### TASK DESCRIPTION
Determine how many lines of the entries below contain the word "window", matching case exactly, and reply with that number alone.

>> start

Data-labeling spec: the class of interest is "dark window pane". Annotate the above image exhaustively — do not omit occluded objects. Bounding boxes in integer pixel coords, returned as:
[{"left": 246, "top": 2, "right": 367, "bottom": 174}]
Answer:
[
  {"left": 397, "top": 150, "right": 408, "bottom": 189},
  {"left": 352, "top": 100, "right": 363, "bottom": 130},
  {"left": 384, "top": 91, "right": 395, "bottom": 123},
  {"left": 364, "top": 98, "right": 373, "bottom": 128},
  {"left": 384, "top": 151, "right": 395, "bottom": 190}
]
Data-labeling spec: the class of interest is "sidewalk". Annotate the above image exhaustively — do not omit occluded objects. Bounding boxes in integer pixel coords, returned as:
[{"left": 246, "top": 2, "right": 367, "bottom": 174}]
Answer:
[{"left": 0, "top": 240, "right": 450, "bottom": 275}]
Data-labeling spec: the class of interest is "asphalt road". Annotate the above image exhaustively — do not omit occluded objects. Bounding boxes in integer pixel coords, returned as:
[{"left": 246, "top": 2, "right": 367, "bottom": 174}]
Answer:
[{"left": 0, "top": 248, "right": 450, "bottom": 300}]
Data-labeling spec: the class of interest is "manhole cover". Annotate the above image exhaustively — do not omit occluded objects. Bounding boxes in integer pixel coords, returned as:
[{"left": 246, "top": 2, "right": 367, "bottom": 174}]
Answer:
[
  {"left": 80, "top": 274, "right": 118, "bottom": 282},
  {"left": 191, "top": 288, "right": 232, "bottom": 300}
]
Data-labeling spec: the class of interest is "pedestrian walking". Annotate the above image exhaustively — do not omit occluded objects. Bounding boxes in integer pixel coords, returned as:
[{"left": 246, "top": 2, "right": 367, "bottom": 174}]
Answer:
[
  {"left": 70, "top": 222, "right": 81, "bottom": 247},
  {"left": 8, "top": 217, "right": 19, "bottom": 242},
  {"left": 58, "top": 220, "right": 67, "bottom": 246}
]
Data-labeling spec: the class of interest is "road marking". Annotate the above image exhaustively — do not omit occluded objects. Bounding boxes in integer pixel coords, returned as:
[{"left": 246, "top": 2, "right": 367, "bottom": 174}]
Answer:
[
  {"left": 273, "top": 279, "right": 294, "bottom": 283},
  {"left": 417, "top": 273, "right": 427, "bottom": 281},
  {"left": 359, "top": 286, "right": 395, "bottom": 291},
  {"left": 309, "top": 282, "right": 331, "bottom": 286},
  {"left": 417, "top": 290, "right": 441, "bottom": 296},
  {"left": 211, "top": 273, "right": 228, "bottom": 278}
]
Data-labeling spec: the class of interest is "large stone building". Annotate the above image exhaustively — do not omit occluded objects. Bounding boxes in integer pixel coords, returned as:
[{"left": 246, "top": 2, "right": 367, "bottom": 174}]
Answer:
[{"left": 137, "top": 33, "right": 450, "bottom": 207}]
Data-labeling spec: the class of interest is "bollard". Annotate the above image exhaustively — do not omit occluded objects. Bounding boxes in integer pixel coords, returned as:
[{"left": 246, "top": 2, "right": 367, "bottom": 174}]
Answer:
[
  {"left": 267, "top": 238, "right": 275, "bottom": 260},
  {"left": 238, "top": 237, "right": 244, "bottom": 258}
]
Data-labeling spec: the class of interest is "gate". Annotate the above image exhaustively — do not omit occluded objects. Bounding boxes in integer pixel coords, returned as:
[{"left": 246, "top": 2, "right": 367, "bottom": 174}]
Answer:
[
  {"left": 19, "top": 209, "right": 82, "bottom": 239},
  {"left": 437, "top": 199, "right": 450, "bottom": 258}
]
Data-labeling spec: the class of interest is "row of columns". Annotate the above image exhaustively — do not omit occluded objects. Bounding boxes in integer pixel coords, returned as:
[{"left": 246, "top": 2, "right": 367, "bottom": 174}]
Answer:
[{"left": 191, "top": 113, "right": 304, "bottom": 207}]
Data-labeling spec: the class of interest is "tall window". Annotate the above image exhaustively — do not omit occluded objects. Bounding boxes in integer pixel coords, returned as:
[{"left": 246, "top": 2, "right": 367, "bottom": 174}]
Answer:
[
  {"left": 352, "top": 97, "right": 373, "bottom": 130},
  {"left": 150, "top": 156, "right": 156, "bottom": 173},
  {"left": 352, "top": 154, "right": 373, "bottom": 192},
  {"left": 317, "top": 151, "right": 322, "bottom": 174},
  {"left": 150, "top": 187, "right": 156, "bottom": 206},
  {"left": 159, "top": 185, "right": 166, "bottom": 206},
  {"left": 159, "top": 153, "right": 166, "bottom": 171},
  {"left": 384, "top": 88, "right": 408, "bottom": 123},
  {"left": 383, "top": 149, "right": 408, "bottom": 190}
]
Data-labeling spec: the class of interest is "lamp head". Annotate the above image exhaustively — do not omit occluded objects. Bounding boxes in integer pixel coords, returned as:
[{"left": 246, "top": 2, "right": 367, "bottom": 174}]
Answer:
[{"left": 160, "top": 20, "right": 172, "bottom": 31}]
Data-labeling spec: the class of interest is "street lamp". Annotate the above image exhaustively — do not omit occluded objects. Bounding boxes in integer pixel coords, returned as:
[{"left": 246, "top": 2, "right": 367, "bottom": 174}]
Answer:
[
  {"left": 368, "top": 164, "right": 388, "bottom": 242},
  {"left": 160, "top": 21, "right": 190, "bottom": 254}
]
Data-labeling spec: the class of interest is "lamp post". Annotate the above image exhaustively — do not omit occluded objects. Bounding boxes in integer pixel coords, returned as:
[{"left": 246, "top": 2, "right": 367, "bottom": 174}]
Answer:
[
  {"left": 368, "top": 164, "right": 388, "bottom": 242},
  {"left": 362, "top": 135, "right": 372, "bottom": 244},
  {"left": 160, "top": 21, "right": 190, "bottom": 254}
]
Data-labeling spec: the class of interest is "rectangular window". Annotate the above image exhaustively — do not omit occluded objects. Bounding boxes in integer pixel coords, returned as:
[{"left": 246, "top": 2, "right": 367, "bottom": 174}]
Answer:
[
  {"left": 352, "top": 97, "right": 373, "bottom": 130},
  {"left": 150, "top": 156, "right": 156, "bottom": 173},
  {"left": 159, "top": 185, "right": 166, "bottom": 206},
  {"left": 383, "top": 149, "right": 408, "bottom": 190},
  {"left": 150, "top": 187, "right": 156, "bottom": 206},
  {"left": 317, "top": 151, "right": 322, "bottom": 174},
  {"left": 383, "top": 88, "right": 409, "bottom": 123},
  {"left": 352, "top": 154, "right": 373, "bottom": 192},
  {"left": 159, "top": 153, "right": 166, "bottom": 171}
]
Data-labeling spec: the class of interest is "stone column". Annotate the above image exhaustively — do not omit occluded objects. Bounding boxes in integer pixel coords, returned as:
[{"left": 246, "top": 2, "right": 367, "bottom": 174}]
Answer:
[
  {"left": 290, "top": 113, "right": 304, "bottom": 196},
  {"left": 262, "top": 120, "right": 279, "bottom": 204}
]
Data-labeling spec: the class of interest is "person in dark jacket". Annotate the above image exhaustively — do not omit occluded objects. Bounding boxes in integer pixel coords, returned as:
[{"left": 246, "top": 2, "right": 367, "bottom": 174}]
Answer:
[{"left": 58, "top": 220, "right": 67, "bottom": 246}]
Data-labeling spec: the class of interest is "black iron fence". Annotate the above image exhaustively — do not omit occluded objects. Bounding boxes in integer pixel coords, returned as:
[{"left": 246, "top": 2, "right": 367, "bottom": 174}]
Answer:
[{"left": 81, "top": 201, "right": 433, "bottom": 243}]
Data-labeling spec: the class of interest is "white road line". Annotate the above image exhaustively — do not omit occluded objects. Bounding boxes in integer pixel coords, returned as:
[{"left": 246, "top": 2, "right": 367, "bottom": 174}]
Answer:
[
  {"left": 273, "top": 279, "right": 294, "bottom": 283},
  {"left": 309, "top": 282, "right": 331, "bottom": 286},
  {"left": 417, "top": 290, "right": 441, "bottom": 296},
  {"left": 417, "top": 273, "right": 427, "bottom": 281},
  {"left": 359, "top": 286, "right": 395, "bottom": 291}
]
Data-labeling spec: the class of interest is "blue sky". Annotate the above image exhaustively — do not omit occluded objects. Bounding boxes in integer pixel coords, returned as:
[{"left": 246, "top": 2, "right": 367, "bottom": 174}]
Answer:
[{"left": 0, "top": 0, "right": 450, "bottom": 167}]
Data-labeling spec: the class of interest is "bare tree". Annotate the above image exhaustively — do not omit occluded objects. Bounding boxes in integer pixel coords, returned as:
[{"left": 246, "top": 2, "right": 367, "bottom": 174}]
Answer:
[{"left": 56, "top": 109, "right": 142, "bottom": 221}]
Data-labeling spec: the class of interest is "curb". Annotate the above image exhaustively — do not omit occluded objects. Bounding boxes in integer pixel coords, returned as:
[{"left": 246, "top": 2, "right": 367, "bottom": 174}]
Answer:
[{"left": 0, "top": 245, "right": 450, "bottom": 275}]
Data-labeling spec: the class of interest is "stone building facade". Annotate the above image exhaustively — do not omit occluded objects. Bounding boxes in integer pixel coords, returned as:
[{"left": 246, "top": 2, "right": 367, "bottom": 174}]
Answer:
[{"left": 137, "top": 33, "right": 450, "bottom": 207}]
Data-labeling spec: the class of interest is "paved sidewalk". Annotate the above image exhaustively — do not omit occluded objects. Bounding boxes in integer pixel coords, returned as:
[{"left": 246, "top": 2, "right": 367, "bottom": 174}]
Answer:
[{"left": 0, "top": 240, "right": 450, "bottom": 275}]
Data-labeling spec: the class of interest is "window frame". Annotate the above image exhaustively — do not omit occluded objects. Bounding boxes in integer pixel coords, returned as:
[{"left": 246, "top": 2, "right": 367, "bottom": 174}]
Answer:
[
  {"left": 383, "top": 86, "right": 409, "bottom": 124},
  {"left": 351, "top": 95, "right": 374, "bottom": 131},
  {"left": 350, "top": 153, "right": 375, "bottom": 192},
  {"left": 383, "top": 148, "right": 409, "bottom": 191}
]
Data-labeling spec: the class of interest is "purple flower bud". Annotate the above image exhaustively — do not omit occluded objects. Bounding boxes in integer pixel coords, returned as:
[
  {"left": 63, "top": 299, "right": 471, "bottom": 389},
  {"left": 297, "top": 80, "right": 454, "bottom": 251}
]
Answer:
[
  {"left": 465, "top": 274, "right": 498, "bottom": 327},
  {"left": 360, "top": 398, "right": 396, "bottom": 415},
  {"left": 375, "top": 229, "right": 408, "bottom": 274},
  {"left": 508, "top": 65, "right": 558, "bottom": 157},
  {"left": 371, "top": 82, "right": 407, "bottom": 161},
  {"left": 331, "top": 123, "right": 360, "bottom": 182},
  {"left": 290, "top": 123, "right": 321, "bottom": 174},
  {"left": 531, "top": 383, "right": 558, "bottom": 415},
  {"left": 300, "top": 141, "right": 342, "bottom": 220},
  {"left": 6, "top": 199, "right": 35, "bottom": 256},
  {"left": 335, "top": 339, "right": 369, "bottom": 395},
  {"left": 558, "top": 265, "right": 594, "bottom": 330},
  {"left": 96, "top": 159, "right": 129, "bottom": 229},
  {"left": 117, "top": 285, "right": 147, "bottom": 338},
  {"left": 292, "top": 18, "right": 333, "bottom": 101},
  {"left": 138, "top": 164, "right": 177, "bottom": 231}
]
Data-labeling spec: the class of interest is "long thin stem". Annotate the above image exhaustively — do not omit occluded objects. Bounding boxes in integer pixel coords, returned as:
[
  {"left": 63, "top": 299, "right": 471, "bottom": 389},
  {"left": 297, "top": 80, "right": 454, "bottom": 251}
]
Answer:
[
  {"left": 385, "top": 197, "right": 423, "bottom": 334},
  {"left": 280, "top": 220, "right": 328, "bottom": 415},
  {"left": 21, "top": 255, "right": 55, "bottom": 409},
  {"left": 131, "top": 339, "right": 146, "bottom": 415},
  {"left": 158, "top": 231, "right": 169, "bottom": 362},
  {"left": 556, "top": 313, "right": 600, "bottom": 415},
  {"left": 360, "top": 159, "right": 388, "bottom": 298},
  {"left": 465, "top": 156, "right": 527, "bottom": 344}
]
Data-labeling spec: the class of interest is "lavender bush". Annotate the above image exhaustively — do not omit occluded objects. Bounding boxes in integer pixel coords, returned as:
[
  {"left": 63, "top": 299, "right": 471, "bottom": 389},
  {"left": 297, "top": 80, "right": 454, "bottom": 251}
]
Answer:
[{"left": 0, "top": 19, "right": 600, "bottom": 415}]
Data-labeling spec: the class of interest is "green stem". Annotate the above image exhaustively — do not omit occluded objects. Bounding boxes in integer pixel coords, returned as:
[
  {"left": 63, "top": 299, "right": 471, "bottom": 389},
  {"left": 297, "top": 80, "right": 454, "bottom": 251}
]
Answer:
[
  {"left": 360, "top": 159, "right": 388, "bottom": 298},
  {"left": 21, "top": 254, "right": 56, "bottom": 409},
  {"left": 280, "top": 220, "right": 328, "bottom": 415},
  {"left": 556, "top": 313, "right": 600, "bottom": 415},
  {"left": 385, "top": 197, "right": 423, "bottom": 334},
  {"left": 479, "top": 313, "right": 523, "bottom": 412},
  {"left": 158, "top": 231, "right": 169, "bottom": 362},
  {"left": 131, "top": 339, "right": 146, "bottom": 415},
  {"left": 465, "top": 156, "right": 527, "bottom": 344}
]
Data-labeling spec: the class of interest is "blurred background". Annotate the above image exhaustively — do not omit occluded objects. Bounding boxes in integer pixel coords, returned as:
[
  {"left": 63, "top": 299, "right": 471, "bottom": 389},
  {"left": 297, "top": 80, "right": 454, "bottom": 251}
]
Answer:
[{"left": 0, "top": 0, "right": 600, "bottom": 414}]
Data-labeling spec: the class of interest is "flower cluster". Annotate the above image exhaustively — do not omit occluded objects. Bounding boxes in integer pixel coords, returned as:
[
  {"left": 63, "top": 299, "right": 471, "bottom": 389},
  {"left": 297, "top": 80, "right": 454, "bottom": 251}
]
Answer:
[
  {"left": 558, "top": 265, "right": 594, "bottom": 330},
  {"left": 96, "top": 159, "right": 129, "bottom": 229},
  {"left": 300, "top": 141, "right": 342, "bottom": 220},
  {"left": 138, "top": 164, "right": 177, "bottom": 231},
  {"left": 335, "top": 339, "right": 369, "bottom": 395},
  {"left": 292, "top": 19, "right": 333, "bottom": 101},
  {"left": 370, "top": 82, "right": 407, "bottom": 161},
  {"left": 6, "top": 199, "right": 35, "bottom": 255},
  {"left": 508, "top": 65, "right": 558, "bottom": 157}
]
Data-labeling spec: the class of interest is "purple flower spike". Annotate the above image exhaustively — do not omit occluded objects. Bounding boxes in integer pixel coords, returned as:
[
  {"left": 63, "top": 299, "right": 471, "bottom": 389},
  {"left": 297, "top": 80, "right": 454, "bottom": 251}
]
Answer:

>> end

### RESPONSE TO THIS TASK
4